_WHAT IS EXPECTED_: Report how many lines of the records below contain the word "panel", giving only the number.

Labeled-object pointing entries:
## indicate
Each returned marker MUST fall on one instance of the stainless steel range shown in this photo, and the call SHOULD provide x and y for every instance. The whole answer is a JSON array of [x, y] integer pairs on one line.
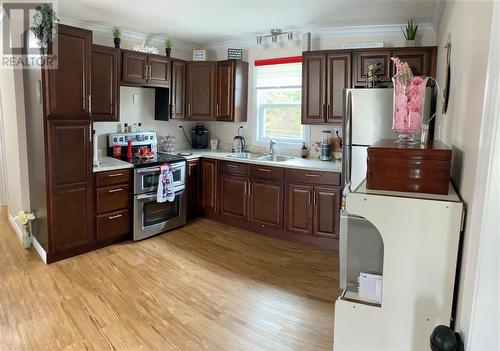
[[151, 217]]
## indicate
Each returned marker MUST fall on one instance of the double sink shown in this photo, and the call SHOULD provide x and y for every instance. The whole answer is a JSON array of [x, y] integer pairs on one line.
[[260, 157]]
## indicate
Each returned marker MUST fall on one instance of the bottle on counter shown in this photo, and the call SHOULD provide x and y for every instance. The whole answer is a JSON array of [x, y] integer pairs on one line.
[[304, 152]]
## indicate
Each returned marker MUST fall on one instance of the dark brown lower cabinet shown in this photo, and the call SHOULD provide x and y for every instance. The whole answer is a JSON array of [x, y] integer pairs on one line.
[[113, 204], [326, 211], [296, 205], [234, 196], [209, 186], [193, 188], [300, 209], [70, 184], [266, 203]]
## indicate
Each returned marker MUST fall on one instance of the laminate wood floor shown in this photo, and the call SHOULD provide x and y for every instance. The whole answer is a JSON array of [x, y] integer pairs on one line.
[[206, 286]]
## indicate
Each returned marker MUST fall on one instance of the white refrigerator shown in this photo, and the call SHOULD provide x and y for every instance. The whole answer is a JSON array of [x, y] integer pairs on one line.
[[367, 119]]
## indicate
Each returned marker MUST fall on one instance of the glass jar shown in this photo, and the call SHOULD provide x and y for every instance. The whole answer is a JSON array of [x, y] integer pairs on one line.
[[409, 99]]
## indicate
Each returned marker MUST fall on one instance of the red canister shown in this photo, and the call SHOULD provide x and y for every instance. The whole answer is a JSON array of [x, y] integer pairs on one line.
[[117, 151]]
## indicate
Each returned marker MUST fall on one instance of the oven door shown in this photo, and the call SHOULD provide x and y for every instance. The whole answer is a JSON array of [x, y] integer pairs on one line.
[[146, 179], [151, 217]]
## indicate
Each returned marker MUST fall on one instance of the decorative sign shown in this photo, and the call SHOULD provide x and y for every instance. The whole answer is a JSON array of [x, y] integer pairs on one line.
[[369, 45], [199, 55], [142, 47], [234, 54]]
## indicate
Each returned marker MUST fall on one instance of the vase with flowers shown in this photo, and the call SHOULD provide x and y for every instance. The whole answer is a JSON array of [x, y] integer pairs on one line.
[[409, 96], [25, 220]]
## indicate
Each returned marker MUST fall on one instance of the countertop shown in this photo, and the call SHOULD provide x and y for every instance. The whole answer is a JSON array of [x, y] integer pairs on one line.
[[312, 164], [111, 164]]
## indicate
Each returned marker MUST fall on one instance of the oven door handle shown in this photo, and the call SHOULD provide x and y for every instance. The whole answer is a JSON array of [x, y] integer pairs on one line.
[[178, 190], [157, 169]]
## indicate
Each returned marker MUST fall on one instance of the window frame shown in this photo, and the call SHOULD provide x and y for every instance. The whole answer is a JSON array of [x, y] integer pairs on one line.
[[259, 135]]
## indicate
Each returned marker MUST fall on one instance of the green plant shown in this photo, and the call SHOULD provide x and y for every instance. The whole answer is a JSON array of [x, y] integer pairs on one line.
[[43, 26], [168, 43], [117, 33], [410, 31]]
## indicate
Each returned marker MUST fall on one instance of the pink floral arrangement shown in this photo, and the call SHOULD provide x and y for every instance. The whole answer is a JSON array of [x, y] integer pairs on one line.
[[408, 99]]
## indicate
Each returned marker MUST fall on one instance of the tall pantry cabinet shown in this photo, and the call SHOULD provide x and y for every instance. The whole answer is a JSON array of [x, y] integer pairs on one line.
[[59, 138]]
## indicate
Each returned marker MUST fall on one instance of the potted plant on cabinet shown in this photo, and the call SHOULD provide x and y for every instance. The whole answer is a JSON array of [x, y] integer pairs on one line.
[[117, 33], [168, 47], [410, 33], [43, 26]]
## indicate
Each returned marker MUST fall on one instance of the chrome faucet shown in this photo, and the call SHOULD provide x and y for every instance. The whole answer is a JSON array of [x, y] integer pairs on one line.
[[271, 146]]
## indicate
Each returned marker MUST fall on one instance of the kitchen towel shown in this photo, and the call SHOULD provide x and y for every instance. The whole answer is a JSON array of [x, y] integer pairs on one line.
[[166, 190]]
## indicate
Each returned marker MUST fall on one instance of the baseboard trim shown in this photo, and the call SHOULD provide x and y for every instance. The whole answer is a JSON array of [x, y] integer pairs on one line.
[[38, 248]]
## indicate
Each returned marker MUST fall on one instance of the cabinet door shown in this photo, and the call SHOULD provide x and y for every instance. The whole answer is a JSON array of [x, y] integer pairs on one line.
[[225, 91], [193, 184], [266, 203], [178, 89], [209, 186], [338, 78], [313, 88], [159, 71], [300, 209], [234, 196], [105, 86], [67, 88], [326, 211], [419, 60], [201, 90], [362, 59], [134, 67], [70, 184]]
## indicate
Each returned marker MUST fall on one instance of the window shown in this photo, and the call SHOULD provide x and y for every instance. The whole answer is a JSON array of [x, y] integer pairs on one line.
[[278, 91]]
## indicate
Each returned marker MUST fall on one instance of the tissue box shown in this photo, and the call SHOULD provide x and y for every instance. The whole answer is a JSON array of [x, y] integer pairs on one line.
[[370, 287]]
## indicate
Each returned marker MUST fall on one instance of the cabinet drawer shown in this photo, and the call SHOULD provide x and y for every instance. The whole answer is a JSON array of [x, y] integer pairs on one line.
[[233, 167], [121, 176], [113, 198], [113, 224], [266, 172], [313, 177]]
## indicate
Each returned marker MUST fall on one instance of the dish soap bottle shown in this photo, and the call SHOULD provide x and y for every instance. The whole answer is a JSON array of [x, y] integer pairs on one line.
[[304, 151]]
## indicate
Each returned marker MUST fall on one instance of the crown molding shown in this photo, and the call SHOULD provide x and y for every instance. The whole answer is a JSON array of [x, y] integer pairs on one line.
[[436, 17], [359, 31], [374, 30], [103, 29]]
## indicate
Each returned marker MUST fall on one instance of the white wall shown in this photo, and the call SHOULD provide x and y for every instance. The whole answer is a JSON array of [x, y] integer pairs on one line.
[[225, 132], [469, 23]]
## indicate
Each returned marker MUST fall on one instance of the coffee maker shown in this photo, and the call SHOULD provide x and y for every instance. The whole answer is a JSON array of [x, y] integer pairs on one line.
[[199, 137], [325, 147]]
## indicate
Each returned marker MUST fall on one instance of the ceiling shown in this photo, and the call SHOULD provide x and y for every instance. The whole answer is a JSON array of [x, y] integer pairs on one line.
[[212, 21]]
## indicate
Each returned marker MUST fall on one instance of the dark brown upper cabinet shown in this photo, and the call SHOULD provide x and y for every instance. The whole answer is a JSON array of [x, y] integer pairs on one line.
[[104, 83], [338, 78], [313, 88], [380, 58], [324, 77], [145, 70], [422, 61], [178, 89], [67, 88], [200, 91], [232, 86]]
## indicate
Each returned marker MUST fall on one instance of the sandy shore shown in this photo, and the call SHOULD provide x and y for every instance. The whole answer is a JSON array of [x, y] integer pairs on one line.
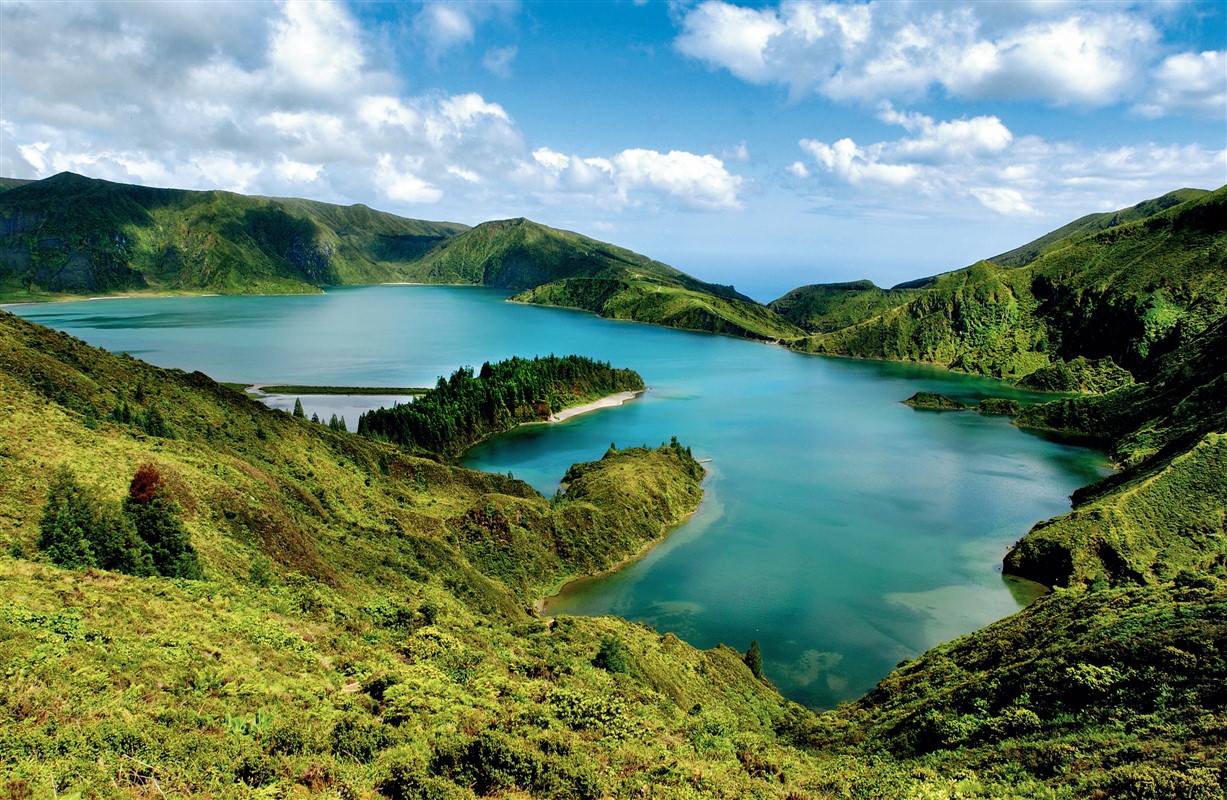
[[604, 403]]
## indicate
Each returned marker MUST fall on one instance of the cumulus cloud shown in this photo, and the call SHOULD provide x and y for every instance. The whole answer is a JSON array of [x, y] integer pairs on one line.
[[1194, 82], [982, 162], [287, 98], [443, 26], [1076, 53], [697, 182]]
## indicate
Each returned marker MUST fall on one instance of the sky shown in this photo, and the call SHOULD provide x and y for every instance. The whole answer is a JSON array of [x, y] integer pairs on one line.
[[766, 145]]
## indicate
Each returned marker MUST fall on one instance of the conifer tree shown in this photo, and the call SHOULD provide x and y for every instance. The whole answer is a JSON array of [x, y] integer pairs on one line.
[[156, 518], [755, 660]]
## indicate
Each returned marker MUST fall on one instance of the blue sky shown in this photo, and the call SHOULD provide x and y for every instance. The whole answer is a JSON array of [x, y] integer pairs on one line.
[[767, 145]]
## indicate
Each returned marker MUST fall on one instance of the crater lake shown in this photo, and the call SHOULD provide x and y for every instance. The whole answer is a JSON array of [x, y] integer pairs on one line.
[[841, 529]]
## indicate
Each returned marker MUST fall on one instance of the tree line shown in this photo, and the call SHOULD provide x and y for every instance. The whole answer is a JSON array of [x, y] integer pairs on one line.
[[141, 536], [468, 406]]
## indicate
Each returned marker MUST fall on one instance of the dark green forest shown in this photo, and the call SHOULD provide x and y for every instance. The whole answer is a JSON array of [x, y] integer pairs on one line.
[[466, 407]]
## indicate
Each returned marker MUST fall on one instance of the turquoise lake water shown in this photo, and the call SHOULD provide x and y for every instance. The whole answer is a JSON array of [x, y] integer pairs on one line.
[[842, 530]]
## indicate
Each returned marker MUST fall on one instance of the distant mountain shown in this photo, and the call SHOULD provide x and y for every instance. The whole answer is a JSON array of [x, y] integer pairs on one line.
[[79, 236], [1112, 295], [71, 236], [1093, 223], [1163, 513], [353, 600]]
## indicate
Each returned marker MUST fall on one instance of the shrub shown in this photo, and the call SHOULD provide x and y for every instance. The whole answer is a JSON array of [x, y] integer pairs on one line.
[[612, 657]]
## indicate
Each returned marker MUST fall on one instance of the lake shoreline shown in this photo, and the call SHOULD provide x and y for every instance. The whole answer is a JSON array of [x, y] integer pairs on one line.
[[541, 605], [609, 401]]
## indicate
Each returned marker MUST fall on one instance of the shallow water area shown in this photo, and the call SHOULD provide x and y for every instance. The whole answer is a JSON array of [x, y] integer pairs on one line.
[[842, 530]]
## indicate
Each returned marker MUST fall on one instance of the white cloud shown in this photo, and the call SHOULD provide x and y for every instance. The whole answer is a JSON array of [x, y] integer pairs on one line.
[[315, 48], [297, 171], [859, 165], [1069, 53], [731, 37], [701, 182], [444, 26], [979, 160], [295, 104], [1194, 82], [622, 179], [739, 152], [400, 184], [1005, 201]]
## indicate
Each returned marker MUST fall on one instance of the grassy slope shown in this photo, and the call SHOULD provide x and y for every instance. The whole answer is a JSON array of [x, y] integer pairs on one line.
[[1167, 511], [1126, 293], [1093, 223], [73, 234], [821, 308], [362, 627], [374, 567], [70, 236], [1115, 693]]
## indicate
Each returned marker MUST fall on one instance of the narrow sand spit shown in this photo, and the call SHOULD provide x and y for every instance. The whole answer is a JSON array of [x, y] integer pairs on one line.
[[604, 403]]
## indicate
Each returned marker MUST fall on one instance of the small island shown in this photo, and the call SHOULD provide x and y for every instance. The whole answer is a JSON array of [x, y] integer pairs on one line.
[[468, 407], [934, 401]]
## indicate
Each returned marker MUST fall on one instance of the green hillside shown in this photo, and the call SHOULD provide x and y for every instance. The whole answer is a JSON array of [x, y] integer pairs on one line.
[[522, 254], [1113, 297], [358, 627], [74, 236], [1166, 513], [646, 300], [821, 308], [565, 269], [70, 234], [1093, 223]]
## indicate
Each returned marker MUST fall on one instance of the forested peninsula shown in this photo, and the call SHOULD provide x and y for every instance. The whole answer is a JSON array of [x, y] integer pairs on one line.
[[468, 407], [205, 596]]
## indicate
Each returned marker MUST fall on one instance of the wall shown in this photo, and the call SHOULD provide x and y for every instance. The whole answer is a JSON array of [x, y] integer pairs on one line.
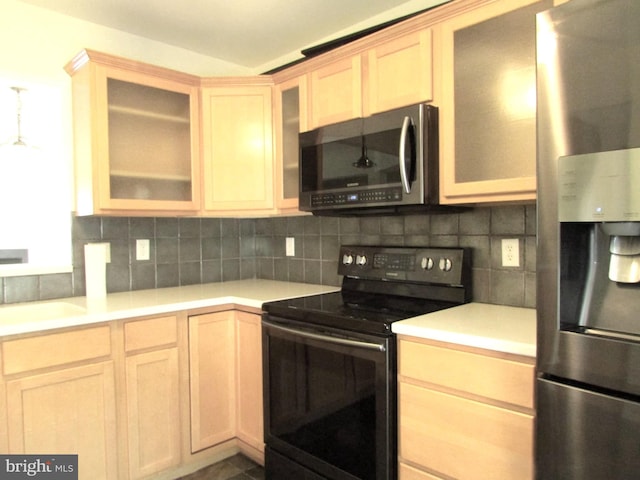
[[189, 251]]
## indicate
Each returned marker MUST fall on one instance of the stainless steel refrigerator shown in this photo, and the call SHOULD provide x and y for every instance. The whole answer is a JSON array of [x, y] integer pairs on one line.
[[588, 273]]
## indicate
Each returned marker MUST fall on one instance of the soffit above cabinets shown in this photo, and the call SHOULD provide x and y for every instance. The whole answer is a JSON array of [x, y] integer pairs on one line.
[[250, 33]]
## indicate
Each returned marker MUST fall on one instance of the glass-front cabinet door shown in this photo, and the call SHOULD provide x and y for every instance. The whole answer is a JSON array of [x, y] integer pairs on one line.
[[488, 104], [290, 116], [136, 138]]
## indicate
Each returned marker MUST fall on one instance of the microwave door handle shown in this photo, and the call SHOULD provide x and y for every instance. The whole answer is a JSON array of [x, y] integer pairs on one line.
[[404, 176]]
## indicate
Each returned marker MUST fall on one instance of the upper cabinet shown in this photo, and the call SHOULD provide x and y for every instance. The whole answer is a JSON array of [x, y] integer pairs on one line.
[[488, 104], [393, 71], [335, 92], [290, 112], [238, 148], [136, 130], [399, 72]]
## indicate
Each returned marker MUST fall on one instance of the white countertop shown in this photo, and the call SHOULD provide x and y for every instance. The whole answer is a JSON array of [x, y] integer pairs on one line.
[[493, 327], [481, 325], [74, 311]]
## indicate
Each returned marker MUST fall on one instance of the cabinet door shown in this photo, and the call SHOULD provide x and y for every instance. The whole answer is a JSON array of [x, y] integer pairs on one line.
[[488, 104], [238, 148], [67, 411], [153, 411], [212, 378], [462, 438], [290, 120], [137, 146], [400, 73], [249, 382], [335, 91]]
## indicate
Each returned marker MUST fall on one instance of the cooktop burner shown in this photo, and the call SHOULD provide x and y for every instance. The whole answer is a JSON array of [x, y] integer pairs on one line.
[[382, 285]]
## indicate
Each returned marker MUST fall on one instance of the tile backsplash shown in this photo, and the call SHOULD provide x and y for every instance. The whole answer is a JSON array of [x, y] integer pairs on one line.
[[185, 251]]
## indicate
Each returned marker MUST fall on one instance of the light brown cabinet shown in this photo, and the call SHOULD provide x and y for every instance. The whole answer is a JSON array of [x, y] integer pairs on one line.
[[399, 72], [488, 103], [153, 395], [249, 381], [61, 398], [335, 92], [212, 378], [290, 111], [464, 413], [238, 167], [143, 397], [136, 133]]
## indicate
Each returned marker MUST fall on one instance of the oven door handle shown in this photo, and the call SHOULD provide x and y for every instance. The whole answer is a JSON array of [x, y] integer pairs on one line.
[[326, 338]]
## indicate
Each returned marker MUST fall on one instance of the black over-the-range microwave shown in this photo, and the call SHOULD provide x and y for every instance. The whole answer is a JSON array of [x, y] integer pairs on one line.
[[384, 163]]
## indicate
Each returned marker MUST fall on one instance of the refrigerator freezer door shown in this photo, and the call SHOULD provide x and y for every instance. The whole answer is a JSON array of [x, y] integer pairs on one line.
[[587, 435]]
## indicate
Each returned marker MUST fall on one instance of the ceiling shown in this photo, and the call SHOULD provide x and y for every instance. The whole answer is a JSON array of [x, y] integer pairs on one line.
[[250, 33]]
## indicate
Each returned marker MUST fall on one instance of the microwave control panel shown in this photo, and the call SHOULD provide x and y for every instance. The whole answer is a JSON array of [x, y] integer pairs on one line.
[[361, 197]]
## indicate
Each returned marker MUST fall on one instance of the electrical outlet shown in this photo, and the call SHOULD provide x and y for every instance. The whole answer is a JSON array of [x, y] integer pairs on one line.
[[142, 249], [291, 247], [510, 252]]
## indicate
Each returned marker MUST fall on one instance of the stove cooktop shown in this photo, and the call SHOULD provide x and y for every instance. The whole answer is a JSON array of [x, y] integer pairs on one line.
[[382, 285], [359, 312]]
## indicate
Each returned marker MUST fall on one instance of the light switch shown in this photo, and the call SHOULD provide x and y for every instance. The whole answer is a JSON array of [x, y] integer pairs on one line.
[[291, 247], [142, 249]]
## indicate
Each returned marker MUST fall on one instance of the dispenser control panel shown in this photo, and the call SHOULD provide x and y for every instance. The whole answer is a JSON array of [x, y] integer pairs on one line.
[[599, 187]]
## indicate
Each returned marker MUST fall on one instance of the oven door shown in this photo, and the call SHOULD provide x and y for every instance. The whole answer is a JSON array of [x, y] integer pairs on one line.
[[329, 400]]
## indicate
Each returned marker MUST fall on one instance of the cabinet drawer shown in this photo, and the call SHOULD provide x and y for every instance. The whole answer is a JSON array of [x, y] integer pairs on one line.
[[153, 332], [44, 351], [494, 378], [462, 438]]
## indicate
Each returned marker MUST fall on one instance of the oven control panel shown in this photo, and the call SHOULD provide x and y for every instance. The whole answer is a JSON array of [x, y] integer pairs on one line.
[[417, 264]]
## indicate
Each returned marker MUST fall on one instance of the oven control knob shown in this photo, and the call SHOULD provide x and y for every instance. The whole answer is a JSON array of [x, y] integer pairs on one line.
[[347, 259], [445, 264], [426, 263]]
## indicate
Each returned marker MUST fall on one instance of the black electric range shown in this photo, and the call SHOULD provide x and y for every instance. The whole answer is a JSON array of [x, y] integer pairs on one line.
[[382, 285], [329, 361]]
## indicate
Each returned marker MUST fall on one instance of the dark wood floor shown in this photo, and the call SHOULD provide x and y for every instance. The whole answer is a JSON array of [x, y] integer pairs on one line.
[[237, 467]]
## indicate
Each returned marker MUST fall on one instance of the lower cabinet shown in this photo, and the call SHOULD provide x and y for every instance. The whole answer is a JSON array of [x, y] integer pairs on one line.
[[249, 382], [464, 413], [152, 397], [55, 406], [212, 377]]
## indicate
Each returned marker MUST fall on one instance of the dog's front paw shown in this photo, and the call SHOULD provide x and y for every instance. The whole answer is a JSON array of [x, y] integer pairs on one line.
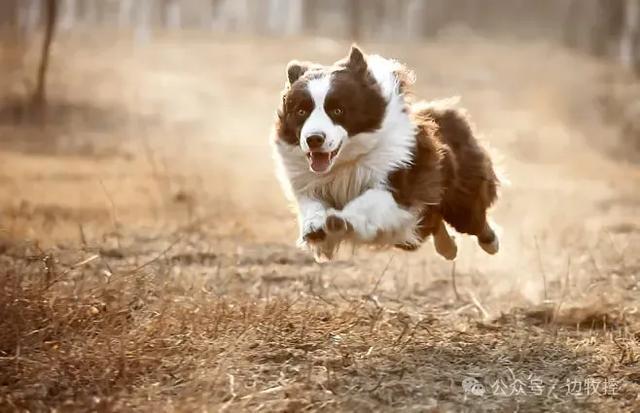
[[314, 235], [312, 232], [337, 226]]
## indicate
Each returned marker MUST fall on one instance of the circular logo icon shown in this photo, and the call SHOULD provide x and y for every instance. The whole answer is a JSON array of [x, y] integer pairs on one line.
[[472, 386]]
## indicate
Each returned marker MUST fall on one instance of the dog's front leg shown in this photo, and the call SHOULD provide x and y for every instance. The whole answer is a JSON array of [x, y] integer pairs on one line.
[[312, 215], [373, 217]]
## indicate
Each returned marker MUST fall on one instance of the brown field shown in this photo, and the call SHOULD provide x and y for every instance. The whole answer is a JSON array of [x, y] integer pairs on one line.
[[147, 256]]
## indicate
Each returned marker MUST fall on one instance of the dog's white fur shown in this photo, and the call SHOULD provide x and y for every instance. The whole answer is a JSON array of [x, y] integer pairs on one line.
[[356, 187]]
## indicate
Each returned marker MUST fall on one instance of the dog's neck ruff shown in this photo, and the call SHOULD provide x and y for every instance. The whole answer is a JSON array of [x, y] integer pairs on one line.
[[367, 159]]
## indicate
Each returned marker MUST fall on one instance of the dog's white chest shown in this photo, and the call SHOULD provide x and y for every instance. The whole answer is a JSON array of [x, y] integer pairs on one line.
[[345, 185]]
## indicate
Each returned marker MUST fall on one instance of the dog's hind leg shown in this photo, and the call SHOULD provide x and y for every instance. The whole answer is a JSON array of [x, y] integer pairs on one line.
[[444, 243], [488, 239]]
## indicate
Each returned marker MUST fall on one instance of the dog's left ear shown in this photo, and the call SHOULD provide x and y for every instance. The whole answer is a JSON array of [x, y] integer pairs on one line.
[[295, 70], [356, 61]]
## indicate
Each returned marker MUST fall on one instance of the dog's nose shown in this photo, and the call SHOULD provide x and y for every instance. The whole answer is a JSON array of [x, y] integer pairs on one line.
[[315, 141]]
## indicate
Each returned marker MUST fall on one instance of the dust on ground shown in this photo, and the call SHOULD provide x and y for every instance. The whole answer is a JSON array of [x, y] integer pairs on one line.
[[148, 256]]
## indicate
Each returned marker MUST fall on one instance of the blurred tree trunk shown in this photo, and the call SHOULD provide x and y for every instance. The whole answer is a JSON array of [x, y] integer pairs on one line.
[[39, 97], [630, 38], [355, 13]]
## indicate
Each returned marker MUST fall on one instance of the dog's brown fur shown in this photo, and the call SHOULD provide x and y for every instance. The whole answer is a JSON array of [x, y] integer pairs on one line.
[[452, 177]]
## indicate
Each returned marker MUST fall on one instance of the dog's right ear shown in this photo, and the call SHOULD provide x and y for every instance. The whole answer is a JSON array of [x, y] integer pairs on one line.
[[295, 69]]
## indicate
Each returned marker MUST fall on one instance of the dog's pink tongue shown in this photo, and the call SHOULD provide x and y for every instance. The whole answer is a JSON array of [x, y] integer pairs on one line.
[[319, 161]]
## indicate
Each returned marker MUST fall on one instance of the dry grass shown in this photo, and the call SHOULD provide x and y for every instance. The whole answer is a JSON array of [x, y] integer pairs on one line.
[[151, 283], [89, 334]]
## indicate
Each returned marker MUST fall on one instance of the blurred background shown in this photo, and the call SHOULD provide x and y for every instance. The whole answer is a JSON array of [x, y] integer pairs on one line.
[[123, 115], [147, 254]]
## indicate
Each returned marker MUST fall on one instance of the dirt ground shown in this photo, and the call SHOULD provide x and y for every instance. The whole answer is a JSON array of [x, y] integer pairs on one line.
[[148, 262]]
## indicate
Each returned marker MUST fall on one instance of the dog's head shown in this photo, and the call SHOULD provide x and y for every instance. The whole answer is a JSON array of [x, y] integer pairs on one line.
[[324, 106]]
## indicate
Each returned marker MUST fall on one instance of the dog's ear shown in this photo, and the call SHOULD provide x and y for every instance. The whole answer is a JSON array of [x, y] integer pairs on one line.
[[356, 61], [295, 69]]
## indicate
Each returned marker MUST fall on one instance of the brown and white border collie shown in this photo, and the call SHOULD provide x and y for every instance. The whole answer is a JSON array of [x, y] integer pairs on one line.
[[366, 164]]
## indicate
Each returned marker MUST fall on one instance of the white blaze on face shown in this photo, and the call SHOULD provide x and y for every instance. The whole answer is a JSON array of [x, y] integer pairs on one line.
[[319, 123]]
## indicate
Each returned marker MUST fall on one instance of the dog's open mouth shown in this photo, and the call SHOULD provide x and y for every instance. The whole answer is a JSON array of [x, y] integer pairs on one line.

_OUTPUT BELOW_: 3